## Study text:

━━━━

Specifically, when the Central Park scene commences, look for the joint mudra between the black guy and the white girl. What a brilliant idea on the part of the choreographer! Back then, people knew yoga comes in many flavors, something forgotten nowadays when it's reduced to hatha only, worthy of little more than a YMCA fitness course.


Anyway, the mudra in that scene was so well done and a clever addition to modern dance. And that the participants cross races, well...


Then the song,
Aquarius, begins. Oh my. That beautiful girl, singing one of the most beautiful songs ever, about one of the most beautiful eras ever.

Now Claude, the Okie, arrives bewildered by the hippies and their freedom, wondering if maybe the world is larger than at first expected. I identified with that at once. The actor really gets across that perhaps what he learned on the range isn't the full extent of what's out there. The hippies, in all manner of dress, men and women, of all colors, freely exchange love in that dance sequence (around the 3 minute mark if you want to review). The choreography there, particularly, is highly suggestive. And brilliant.

And then, after almost being seduced by the hippies, the shy Claude averts his eyes from the liberation they offer, but has no trouble focusing on the mounted cops, and a little later, the society girl on a Central Park hack. He, much like me in those days, was enticed but still unsure whether to believe it. It all seemed too good to be true.


Building to a climax, the hippies go gangbusters in perhaps the most intense (both physically and emotionally) dance sequence ever. Aleister Crowley should have waited a few decades, for around the 4 minute mark is a clear terpsichorean interpretation of
Liber Oz. Catch my drift?

I have mentioned the importance of precision in dance if it is to add to the story. Well! Kindly watch how the Asian girl launches the guy into a flying somersault, and then later ascends the shoulders of another hippie as an act of growth.  The physical interpretation is magnificent and Tharp raised the clarity of communication several notches in the art.


And now we skip to the end of the film for the moving anthem, Let the Sunshine In.


The hesitation and fear in Berger's body language is so truthful; I felt the same way back then.

The gigantic queue of marching men--boys, really--being swallowed up by the troop transport airplane, needs little explanation of course. An entire generation is about to be broken for no good reason. It's a visual interpretation of Allen Ginsberg's,
What sphinx of cement and aluminum bashed open their skulls and ate up their brains and imagination?

━━━━

## Data provided:

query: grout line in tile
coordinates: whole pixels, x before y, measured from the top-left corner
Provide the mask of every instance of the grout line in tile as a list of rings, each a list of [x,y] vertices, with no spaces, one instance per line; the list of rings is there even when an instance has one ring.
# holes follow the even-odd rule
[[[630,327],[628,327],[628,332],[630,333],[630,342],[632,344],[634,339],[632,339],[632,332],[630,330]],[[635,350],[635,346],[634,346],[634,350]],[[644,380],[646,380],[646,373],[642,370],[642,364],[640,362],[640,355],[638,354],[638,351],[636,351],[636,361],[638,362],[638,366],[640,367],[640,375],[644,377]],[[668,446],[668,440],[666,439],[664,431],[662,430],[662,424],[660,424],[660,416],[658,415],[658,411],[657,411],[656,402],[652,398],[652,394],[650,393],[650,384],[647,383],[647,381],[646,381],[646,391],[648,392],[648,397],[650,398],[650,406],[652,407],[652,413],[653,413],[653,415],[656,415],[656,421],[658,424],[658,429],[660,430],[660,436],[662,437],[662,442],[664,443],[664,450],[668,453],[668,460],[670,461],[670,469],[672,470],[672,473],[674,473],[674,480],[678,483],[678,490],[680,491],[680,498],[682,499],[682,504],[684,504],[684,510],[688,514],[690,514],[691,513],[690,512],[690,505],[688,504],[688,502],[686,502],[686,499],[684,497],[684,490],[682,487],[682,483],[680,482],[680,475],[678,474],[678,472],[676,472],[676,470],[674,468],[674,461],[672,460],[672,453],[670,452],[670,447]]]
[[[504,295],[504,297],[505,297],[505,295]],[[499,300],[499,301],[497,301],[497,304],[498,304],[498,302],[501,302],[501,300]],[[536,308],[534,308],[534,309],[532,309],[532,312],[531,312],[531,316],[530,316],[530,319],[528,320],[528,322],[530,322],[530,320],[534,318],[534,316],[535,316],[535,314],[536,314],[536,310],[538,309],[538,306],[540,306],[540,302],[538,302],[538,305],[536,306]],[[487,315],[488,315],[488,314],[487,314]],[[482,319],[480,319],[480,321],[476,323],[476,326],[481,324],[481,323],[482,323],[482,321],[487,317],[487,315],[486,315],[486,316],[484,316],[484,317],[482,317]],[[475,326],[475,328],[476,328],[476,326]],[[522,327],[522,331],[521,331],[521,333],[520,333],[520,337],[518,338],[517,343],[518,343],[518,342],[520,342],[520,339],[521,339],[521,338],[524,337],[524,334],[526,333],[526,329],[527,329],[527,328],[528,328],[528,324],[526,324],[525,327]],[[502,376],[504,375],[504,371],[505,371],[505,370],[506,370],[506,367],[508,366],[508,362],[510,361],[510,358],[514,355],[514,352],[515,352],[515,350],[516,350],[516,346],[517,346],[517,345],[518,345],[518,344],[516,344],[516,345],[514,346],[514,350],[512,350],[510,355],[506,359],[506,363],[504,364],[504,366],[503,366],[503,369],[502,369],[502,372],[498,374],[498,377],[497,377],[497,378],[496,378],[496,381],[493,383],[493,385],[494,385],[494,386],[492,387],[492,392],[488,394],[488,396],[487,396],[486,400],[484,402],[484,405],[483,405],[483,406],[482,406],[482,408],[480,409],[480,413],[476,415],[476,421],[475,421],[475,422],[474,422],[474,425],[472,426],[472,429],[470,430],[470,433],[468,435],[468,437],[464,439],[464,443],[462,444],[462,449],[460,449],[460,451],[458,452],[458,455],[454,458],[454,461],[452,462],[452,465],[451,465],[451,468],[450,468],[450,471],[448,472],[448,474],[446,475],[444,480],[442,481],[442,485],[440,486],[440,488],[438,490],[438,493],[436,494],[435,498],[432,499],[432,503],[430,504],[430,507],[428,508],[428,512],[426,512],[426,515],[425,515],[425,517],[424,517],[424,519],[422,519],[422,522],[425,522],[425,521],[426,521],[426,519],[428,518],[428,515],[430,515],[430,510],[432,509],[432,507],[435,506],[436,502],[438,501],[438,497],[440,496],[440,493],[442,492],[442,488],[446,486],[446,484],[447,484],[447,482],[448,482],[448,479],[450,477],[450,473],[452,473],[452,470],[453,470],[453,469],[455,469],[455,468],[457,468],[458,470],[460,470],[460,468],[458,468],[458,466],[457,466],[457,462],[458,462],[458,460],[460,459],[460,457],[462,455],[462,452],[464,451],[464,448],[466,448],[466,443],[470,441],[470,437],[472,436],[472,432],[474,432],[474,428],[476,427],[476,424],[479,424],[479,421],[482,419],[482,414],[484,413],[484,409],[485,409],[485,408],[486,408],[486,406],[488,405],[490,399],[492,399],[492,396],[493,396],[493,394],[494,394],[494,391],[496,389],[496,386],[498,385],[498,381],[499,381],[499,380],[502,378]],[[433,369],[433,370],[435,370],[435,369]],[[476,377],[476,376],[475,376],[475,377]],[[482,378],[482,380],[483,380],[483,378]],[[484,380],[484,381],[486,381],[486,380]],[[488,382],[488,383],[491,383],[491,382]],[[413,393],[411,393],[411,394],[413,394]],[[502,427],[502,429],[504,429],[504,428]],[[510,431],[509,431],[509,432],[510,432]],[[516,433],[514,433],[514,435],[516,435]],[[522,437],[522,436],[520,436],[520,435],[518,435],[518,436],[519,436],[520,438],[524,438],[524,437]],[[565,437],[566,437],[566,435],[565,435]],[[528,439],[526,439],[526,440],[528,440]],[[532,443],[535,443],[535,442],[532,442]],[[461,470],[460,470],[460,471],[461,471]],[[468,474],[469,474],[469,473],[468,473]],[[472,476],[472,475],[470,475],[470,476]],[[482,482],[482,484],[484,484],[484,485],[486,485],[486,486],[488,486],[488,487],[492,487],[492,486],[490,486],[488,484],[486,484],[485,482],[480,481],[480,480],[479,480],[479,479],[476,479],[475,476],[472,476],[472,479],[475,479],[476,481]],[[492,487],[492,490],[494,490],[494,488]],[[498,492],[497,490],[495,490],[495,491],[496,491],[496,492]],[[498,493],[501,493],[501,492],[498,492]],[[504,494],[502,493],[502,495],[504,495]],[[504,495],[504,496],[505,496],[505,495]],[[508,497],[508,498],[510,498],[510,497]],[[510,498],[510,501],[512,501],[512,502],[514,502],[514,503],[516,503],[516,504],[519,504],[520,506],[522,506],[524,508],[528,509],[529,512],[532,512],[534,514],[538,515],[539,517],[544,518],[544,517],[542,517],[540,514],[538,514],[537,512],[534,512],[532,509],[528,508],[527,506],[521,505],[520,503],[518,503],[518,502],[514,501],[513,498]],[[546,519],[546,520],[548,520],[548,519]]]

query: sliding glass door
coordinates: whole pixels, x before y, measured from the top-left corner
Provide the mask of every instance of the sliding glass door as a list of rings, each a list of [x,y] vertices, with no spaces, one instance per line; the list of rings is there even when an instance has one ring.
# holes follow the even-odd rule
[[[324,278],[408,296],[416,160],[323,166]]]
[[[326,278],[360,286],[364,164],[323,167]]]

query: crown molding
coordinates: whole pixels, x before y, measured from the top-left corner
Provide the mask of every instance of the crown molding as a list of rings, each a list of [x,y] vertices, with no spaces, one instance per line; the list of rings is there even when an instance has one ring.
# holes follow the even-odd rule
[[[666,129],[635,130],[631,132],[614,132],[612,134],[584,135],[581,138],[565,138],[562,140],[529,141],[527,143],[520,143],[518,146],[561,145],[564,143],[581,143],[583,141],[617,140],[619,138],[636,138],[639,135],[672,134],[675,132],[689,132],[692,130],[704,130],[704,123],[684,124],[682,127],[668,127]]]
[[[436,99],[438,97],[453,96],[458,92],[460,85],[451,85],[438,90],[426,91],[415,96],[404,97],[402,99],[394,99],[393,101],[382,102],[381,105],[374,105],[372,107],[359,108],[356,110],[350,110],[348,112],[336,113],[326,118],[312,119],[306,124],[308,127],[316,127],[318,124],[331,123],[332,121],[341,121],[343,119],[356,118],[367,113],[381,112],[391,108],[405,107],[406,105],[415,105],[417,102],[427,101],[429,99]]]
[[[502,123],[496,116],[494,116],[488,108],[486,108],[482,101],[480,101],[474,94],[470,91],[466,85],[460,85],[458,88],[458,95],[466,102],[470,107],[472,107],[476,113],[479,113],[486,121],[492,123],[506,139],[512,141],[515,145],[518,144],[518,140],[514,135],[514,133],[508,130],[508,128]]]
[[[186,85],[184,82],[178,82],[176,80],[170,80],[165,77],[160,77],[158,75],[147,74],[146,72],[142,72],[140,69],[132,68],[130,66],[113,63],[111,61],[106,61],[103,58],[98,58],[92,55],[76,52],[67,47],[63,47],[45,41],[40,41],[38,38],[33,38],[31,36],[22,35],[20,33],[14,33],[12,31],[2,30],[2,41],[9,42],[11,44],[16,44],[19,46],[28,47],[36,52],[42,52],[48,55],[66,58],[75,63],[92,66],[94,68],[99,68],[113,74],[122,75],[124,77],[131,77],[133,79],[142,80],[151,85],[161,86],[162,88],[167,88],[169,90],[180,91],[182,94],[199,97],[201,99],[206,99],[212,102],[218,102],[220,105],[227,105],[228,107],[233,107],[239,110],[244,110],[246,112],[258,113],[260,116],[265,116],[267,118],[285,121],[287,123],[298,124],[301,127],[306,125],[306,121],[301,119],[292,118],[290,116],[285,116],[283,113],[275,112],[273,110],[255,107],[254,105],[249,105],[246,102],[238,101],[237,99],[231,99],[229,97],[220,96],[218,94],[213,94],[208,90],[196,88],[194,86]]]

━━━━

## Work instructions:
a) In the text about the film's dance scenes, who launches a guy into a flying somersault?
b) Write the next few sentences of the text about the film's dance scenes, starting right after its last line.

## Answers:
a) The Asian girl.

b)
Moloch! Solitude! Filth! Ugliness! Ashcans and unobtainable dollars! Children screaming under the stairways! Boys sobbing in armies! Old men weeping in the parks
!  
The gaping mouth of the transport is Moloch. In the Age of Aquarius, individuals dreamt of life, while society was still centered on preparing only for death.

Finally, after a slow build, the musical chords attain ascendency at the cemetery.  The dance is static now, a tableaux of a tribe simply gazing at the tombstones, wondering what America means. Though motionless, it's dance no less. The story line, of course, forces one to consider what we had and how we lost it. But the music cuts through all the rhetoric, piercing the heart with unforgettable harmonies, reminding us how important it is to make good use of the only life we've been given.

Previously, musicals were completely dominated by the diatonic scale. (They don't get any more diatonic than "Doe, a deer, a female deer...). Now, possibly for the first time in the history of the stage, the pentatonic scale assumed prominence, making this truly a rock musical. Hence my claim that Hair captured both the syntax and the semantics of the Age of Aquarius.

And the personal side of things? Well, what caught my attention at the outset is that in my astrological chart, the Moon is in the seventh house and Jupiter is aligned with Mars. 


Pareidolia? Maybe, but you'll have a hard time convincing me, having come of age in the Age.

Anyway, there are worse things to believe in.